* **Short problem a**: How many lines of the records contain the string "balustrade"? Give only the number.

We can assigned each telomere length to a "bin" of similar values. I've decided all telomeres between 0.7 and 0.799 go into the "0.7" bin, all telomeres between 0.8 and 0.899 go in the "0.8" bin, etc. Basically we're rounding down each value to the nearest 0.1.

Summary statistics

TASK: Determine the following things for these data

Sample size in each group (N; the number of observations)
Minimum: Smallest telomere size
Median: Approximate median value. The median is the "middle value". If you have an odd number of observation it is the exact middle. If you have an even number of observations its the mid-point between the two observations tied for the middle.
Maximum: The Largest telomere
Outerlies/Extreme observations Are there any "outliers"? (values MUCH bigger or MUCH smaller than the rest?)

#Summary stats
summ.tab <- dat.foc.cols.rnd %>% 
  group_by(Treatment) %>% 
  summarise(sample.size = n(),
            min.telomere = min(telomere.length),
            median.telo = median(telomere.length),
            max.telomore = max(telomere.length),
            "outliers?" = "")

summ.tab.blnk <- summ.tab
summ.tab.blnk[,-1] <- "_____"

#output summary stats
#pander(summ.tab.blnk)
pander(summ.tab)

Tabulation the number of observations per "bin"

TASK: Count up the number of telomeres in each "bin". Put a star next to the mode (most common observation)

## table for tabulation
tabulation.tab <- expand.grid(telomere.bin  = seq(0.7,1.6,0.1),
            N.control = "",
            N.disturbed = "",stringsAsFactors = F)

tabulation.tab[1:3,"N.disturbed"] <- c(0,3,4)

pander(tabulation.tab)

Plotting the histogram

Histograms are useful for examining the distribution of data. We can turn our tabulations into a histograms For each bin we can fill in one box of the grid per observation in that bin. For the "disturbed treatment" I have filled in 0 boxes for the 0.7 bin (which spans from 0.7 to 0.8 on the graph), 3 boxes for the 0.8 bin, and 4 boxes for the 0.9 bins.

Task: Make the rest of the histogram for the control and disturbed group. Draw your median as a verticle line through the distribution.

gg.hist.blank <- gghistogram(data = dat.foc.cols.rnd,
          x = "telomere.length",
          desc_stat = "mean_ci",
          title = "Hist. of __________ treatment \n telomere lengths",
          #fill = "sex",
          xlab  = "X-axis: Variable of interest\nTelomere length in bins",
          ylab = "Y-axis: Number of observations",
          color = "white",
          bins = 10,
          xlim = c(0.7,1.6)) + 
  geom_vline(xintercept = seq(0.7,1.6,0.1)) +
  geom_hline(yintercept = seq(0,10,1)) +
  scale_x_continuous(breaks =  seq(0.7,1.6,0.1)) +
  scale_y_continuous(breaks =  seq(0,10,2)) +
  theme( # text = element_text(size=20),
        axis.text.x = element_text(size = 8)) 

plot_grid(gg.hist.blank,gg.hist.blank)

Boxplots

Boxplots are another tool for examining the distribution of data. Boxplots have the following elements:

A single line which represents the median (middle value, aka the 50% percentile)
A box which represents observations falling between the 50th & 75th percentile (between the median and the approximate 75th ranked observation).
A box which presents observations falling 25th and 50th percentile
A vertical line which extends up from the 75th percentile to approximately to the maximum (outliers are ignored!). This line represents the upper quartile.
A vertical line which extends down from the 25th percentile approximately to the minimum value (outliers are ignored!). This line represents the lower quartile.

* **Short problem b**:
Do these statements agree with the statistics lesson above? For each, answer yes or no and quote the deciding words from the lesson.
(i) The blank histogram is set up with 10 bins.
(ii) For the disturbed treatment, four boxes have been filled in for the 0.8 bin.
(iii) The vertical lines of a boxplot extend to include outliers.

(Data listing)

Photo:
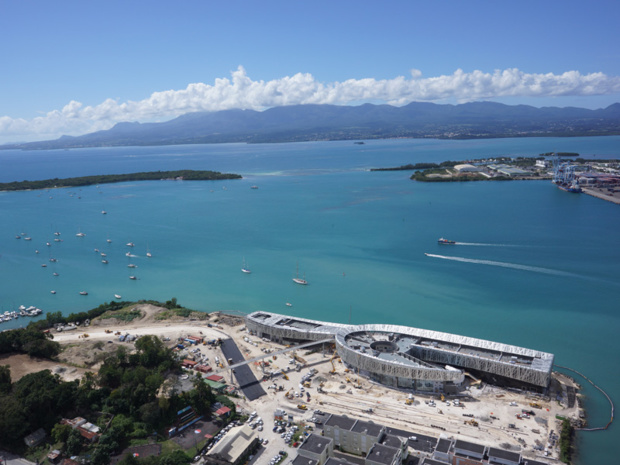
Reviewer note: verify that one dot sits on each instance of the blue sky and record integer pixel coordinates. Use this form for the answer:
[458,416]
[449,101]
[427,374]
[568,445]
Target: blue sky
[70,67]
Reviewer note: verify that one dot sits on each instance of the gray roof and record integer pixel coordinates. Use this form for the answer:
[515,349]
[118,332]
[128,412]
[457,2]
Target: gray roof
[504,454]
[428,461]
[392,441]
[469,446]
[315,444]
[337,461]
[371,429]
[443,445]
[340,421]
[382,454]
[299,460]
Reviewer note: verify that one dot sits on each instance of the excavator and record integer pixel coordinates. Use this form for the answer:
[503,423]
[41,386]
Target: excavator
[331,360]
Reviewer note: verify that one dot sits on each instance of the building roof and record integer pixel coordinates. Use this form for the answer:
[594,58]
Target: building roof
[428,461]
[234,444]
[338,461]
[315,444]
[222,411]
[504,454]
[382,454]
[367,427]
[469,446]
[443,445]
[340,421]
[35,438]
[392,441]
[301,460]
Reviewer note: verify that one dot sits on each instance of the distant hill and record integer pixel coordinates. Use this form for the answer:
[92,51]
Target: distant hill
[331,122]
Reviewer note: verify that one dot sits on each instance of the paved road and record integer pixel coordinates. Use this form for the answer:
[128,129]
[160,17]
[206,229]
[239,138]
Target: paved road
[245,377]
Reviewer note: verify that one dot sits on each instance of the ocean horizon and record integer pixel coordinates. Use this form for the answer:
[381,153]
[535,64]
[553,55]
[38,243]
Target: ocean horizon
[533,266]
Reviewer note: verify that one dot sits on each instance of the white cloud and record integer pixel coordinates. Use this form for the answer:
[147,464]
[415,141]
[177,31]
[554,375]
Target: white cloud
[240,91]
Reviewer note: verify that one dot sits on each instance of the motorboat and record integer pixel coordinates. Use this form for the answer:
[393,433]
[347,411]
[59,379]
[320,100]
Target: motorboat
[445,241]
[298,280]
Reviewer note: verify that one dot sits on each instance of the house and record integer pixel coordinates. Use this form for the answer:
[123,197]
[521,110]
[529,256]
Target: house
[380,454]
[36,438]
[503,457]
[317,448]
[223,412]
[234,447]
[353,436]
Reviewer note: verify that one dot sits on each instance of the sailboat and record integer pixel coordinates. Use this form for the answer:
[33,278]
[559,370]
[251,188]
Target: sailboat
[297,279]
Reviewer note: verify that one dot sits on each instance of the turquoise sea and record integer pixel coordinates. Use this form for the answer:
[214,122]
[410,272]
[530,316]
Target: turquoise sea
[535,266]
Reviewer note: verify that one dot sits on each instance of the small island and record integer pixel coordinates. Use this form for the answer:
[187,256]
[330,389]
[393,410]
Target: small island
[178,175]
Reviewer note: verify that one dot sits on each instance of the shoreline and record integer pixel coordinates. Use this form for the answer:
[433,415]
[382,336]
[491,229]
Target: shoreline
[600,194]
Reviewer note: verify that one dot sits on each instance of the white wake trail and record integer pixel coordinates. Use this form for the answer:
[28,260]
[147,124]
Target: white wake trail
[514,266]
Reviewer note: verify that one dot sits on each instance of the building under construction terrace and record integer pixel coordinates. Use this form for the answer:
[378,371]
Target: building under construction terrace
[418,359]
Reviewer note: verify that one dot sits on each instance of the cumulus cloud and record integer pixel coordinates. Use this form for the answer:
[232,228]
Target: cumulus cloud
[240,91]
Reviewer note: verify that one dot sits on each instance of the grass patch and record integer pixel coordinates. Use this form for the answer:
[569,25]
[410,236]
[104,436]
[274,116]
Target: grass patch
[125,314]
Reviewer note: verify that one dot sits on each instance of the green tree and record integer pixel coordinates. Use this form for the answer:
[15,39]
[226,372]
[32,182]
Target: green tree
[73,446]
[5,379]
[60,432]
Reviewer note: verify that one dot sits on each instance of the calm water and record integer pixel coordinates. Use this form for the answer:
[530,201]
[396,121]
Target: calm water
[536,266]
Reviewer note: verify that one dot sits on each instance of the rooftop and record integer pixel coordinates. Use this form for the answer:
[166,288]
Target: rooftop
[340,421]
[315,444]
[382,454]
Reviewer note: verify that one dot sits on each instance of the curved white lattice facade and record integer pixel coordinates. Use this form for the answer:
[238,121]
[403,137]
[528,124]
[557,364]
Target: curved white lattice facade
[394,353]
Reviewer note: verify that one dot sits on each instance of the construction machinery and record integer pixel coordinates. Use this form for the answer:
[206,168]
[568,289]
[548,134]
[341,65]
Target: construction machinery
[331,360]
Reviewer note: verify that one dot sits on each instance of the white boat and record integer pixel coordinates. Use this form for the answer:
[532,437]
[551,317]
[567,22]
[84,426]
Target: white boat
[297,279]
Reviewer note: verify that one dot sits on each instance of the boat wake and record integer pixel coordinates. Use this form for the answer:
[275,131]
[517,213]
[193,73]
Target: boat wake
[478,244]
[514,266]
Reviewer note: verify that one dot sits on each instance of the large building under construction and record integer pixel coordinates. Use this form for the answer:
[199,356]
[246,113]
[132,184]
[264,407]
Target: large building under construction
[411,358]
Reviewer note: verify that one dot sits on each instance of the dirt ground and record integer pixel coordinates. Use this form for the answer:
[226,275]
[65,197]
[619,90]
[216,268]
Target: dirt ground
[493,408]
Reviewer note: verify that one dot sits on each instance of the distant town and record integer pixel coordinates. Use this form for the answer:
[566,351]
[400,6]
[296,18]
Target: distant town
[599,178]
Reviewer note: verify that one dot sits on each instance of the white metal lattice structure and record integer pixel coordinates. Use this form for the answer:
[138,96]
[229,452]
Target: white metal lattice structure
[417,354]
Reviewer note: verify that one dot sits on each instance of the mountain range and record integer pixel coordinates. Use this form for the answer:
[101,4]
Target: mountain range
[331,122]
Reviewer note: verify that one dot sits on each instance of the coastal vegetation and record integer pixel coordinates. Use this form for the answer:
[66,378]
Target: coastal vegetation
[566,441]
[134,397]
[185,175]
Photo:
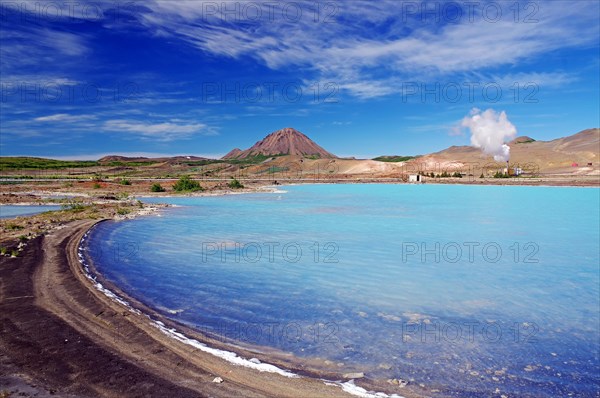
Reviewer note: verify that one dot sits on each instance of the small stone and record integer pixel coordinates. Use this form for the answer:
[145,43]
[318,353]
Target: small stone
[356,375]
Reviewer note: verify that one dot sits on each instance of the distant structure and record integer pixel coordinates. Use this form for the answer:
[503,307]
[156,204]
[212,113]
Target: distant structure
[414,178]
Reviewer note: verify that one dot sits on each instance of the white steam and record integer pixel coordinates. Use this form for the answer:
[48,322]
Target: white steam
[490,131]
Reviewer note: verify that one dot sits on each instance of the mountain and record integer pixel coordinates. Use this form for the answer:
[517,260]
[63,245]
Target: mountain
[234,153]
[287,141]
[555,156]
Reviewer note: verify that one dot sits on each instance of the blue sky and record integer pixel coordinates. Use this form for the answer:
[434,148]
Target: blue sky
[361,78]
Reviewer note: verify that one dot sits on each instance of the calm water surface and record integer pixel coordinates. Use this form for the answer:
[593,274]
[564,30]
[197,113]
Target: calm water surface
[465,289]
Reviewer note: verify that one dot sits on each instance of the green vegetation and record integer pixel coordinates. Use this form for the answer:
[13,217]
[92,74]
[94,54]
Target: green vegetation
[74,206]
[235,184]
[14,227]
[12,163]
[394,158]
[156,187]
[122,212]
[254,159]
[186,184]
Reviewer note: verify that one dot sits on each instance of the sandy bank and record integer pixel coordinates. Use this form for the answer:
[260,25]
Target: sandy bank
[60,335]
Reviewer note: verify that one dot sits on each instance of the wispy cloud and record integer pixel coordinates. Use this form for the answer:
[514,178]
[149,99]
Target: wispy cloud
[64,117]
[165,131]
[368,63]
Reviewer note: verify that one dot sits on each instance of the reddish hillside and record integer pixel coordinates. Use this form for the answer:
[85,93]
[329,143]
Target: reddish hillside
[287,141]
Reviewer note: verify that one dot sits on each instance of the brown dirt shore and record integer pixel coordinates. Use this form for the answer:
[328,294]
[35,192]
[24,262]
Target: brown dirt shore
[60,336]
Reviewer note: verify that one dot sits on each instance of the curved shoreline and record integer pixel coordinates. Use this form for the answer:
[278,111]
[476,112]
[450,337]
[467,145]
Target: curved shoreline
[270,360]
[63,336]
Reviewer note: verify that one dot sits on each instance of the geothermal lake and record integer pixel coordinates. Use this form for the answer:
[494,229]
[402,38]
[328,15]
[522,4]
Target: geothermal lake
[469,290]
[10,211]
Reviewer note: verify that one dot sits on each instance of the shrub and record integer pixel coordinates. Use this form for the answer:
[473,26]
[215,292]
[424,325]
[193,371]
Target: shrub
[156,187]
[73,205]
[235,184]
[185,183]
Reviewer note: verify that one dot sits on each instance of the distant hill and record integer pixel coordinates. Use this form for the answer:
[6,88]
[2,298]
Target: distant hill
[393,158]
[287,141]
[141,159]
[571,154]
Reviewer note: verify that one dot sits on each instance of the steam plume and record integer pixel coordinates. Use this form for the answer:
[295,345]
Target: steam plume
[489,131]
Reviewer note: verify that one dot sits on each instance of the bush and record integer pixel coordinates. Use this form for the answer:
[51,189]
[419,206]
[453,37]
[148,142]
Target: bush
[156,187]
[235,184]
[73,205]
[185,183]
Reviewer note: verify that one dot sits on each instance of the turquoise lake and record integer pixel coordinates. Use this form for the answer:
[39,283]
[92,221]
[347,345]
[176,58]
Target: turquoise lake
[469,290]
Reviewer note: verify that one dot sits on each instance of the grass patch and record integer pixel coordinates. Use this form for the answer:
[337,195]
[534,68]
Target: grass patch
[11,163]
[156,187]
[235,184]
[73,206]
[186,184]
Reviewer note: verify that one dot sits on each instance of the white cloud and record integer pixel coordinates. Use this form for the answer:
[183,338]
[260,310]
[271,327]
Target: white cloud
[64,117]
[166,131]
[369,63]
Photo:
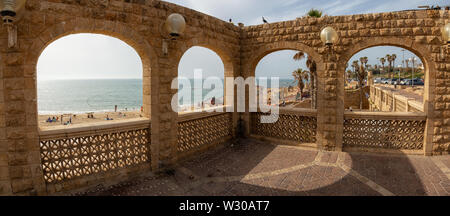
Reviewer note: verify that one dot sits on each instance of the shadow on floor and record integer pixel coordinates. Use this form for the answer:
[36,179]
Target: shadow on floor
[255,168]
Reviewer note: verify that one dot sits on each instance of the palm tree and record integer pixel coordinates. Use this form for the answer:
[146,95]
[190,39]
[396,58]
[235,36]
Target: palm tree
[389,59]
[314,13]
[311,64]
[383,61]
[300,75]
[361,75]
[407,64]
[394,57]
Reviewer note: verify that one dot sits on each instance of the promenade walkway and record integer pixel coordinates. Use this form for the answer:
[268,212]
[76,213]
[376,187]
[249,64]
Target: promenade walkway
[254,168]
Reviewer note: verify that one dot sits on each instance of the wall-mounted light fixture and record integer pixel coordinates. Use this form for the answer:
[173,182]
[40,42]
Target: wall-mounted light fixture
[174,27]
[329,36]
[8,11]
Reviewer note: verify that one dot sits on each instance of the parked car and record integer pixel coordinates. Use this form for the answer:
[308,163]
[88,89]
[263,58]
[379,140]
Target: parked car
[417,82]
[393,81]
[404,81]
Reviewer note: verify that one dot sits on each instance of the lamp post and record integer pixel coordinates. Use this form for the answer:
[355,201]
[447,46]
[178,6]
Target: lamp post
[174,27]
[412,60]
[329,36]
[9,10]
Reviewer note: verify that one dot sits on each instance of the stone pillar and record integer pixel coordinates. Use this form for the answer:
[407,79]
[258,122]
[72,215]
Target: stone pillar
[168,118]
[20,165]
[330,109]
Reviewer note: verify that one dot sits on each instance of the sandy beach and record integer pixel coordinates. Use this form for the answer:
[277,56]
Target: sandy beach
[79,119]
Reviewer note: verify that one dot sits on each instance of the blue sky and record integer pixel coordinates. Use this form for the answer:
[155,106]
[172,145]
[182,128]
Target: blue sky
[88,56]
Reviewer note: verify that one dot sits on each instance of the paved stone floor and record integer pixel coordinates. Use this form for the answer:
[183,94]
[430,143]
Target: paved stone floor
[254,168]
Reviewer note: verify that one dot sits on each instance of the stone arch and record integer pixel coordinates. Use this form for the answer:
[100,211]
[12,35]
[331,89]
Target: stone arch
[221,51]
[268,48]
[420,50]
[113,29]
[224,54]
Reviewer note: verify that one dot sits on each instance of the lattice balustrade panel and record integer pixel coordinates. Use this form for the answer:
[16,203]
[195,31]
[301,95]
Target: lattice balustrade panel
[196,133]
[386,134]
[72,157]
[293,127]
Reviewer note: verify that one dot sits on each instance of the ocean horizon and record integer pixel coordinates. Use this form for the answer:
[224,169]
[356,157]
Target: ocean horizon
[76,96]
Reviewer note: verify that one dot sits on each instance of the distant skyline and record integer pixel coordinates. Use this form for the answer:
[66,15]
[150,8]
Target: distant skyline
[90,56]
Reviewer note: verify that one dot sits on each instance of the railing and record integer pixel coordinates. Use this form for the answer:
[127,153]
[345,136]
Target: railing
[199,131]
[395,131]
[296,125]
[84,154]
[386,101]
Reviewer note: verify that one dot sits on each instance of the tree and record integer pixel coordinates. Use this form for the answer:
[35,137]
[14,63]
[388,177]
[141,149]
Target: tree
[300,75]
[389,59]
[383,61]
[312,66]
[360,72]
[407,65]
[314,13]
[394,57]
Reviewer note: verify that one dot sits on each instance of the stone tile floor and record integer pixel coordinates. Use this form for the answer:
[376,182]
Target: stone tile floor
[253,168]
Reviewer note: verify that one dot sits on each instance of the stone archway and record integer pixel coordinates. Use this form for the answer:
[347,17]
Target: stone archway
[80,25]
[265,49]
[422,52]
[252,61]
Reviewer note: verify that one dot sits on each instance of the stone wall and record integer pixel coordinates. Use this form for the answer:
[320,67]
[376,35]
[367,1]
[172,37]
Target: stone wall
[418,31]
[139,23]
[352,98]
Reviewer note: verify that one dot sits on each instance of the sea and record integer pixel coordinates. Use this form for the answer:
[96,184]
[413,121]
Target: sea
[101,95]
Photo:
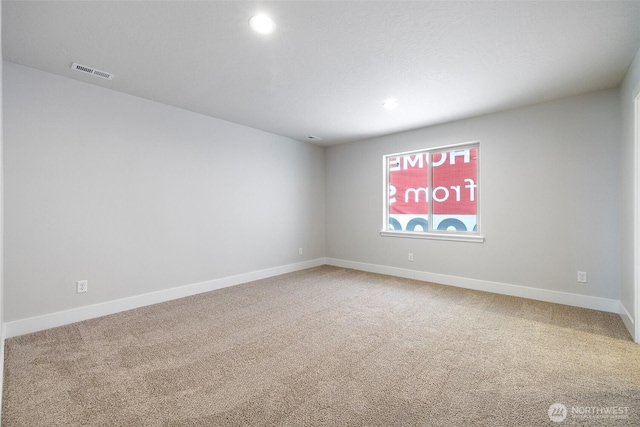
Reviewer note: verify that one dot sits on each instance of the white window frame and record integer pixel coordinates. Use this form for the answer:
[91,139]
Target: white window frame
[455,235]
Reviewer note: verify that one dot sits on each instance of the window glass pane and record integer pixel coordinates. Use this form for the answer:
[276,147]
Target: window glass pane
[455,201]
[408,192]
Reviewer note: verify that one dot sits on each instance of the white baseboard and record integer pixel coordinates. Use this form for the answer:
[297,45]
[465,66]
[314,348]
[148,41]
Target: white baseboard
[38,323]
[628,321]
[52,320]
[577,300]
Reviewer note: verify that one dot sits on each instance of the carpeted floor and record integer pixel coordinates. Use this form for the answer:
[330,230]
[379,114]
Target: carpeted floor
[329,347]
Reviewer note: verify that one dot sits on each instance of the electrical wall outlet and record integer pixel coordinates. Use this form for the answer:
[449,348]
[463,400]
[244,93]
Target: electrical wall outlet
[82,286]
[582,276]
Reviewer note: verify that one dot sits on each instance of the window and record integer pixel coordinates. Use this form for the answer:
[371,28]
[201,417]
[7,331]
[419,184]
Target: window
[447,209]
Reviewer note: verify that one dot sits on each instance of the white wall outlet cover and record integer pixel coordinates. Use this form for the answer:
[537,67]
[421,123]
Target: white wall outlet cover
[82,286]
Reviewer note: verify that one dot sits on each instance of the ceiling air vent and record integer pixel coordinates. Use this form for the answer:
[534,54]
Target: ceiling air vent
[93,71]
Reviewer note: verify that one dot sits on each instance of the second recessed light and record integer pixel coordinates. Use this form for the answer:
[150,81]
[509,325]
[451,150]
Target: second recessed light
[262,24]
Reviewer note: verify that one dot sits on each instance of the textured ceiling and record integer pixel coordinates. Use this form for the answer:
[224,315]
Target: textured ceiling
[329,65]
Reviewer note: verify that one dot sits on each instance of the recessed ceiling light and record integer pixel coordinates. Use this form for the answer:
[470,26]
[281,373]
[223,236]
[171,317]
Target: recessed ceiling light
[262,24]
[390,104]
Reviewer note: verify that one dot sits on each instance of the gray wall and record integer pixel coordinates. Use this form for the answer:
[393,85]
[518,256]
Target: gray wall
[549,196]
[628,91]
[138,197]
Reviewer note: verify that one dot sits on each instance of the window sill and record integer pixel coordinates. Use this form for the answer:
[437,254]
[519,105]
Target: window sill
[435,236]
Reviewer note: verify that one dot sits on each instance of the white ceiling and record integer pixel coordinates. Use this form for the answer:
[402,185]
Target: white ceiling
[329,65]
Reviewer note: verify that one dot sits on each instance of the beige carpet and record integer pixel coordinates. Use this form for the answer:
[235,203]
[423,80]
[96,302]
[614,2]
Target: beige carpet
[328,347]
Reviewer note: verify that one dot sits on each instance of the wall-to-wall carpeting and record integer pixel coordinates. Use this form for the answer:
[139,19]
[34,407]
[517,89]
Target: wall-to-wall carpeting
[329,347]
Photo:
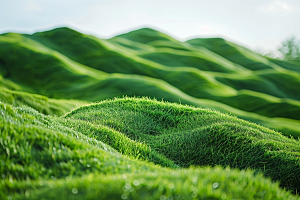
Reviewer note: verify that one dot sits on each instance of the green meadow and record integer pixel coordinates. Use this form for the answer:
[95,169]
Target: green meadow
[145,116]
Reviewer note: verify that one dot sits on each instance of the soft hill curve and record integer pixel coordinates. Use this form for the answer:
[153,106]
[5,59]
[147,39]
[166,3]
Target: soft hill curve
[208,72]
[105,150]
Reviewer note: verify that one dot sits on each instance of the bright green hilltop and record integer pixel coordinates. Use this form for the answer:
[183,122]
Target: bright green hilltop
[56,143]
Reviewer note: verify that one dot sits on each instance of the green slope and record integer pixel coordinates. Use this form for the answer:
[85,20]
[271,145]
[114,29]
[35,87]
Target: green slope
[71,157]
[63,63]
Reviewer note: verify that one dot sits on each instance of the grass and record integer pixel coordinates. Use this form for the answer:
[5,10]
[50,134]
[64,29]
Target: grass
[56,143]
[107,150]
[212,72]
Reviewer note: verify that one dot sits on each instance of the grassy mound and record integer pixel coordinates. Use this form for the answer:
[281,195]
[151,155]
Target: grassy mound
[212,73]
[190,136]
[105,150]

* **Full solution a**: 2

* **Full solution b**:
(i) Yes: "bins = 10,"
(ii) No: "3 boxes for the 0.8 bin"
(iii) No: "(outliers are ignored!)"